TO DO: Rewrite all of the lines below, putting "Release note" in place of each "Changelog" and keeping everything else the same.

GIVEN DATA:

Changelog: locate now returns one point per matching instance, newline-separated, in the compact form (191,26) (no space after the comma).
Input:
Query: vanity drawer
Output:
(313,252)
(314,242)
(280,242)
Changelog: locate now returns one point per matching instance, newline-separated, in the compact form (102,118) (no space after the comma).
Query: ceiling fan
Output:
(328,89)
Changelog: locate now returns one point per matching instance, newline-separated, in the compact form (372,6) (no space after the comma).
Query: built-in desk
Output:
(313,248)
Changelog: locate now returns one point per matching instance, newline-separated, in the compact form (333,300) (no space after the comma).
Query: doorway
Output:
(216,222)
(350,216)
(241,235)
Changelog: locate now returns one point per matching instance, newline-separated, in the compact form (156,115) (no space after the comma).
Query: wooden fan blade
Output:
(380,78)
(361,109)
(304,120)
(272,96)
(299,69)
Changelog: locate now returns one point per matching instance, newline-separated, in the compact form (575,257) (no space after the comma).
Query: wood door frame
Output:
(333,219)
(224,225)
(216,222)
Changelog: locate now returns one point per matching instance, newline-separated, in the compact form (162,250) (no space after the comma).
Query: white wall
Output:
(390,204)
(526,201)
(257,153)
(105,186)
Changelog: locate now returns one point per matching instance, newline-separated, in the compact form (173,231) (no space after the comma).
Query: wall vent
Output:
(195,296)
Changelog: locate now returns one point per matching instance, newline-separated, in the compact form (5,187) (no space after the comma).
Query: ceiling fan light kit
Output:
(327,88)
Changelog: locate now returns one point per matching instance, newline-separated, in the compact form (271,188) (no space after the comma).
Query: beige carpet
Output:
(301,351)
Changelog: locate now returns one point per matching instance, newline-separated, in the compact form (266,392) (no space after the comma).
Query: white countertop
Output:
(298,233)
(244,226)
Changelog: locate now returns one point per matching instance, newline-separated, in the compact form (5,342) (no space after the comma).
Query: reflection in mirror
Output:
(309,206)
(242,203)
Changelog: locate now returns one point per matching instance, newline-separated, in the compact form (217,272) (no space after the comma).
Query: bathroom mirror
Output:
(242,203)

ANSWER TO THIS PROBLEM:
Release note: locate now returns one point per matching instance, newline-separated, in the compact form (191,26) (no space after the comma).
Input:
Query: vanity drawer
Output:
(313,252)
(314,242)
(280,242)
Release note: locate now returns one point per matching instance, newline-separated, in the compact form (102,118) (no space after the comma).
Query: ceiling fan
Output:
(328,89)
Release note: locate now returns one point per matching instance, newline-separated, in the compact form (372,6) (no space after the comma).
Query: built-in desk
Output:
(313,248)
Release note: locate now returns one point per matching instance, newline-separated, in the compact form (333,300) (no space after the comma).
Query: doorway
Output:
(216,222)
(350,216)
(241,235)
Release note: locate now returns one point per matching instance, newline-separated, in the compact form (156,115) (no space after the comma).
Query: wooden fan blade
Output:
(380,78)
(361,109)
(304,120)
(272,96)
(299,69)
Release note: locate now returns one point per matching instance, newline-separated, in the compact form (575,257) (no space after the comma).
Query: wood door frame
Output:
(333,219)
(224,225)
(216,222)
Release note: locate now returns one point per matching instance, newline-separated, in the compact form (162,250) (no space after the comma).
Query: white wall
Output:
(390,204)
(526,201)
(257,153)
(105,186)
Release note: locate now returns one point per matching instance, newline-separated, in the compact form (173,231) (no space after the comma).
Query: wall vent
Output:
(195,296)
Release note: locate now returns one point per matching instance, newline-separated, in the compact form (5,187) (no space after the comma).
Query: ceiling fan light kit
Output:
(327,88)
Release note: locate now returns one point per matching instance, newline-separated, in the compact form (271,188) (no space after the comma).
Query: beige carpet
Output:
(301,351)
Release note: locate now returns one point per matching instance, newline-separated, in the compact form (266,392) (no space after the comma).
Query: white countertop
Output:
(298,233)
(244,226)
Release note: locate now returns one point per matching instance, newline-separated, in the compact form (5,342) (no space after the comma).
Query: reflection in mirror
Output:
(309,206)
(242,203)
Release note: locate now returns one point per matching instance, newline-separated, in the compact form (217,272) (no space after the comma).
Query: bathroom mirror
Output:
(242,203)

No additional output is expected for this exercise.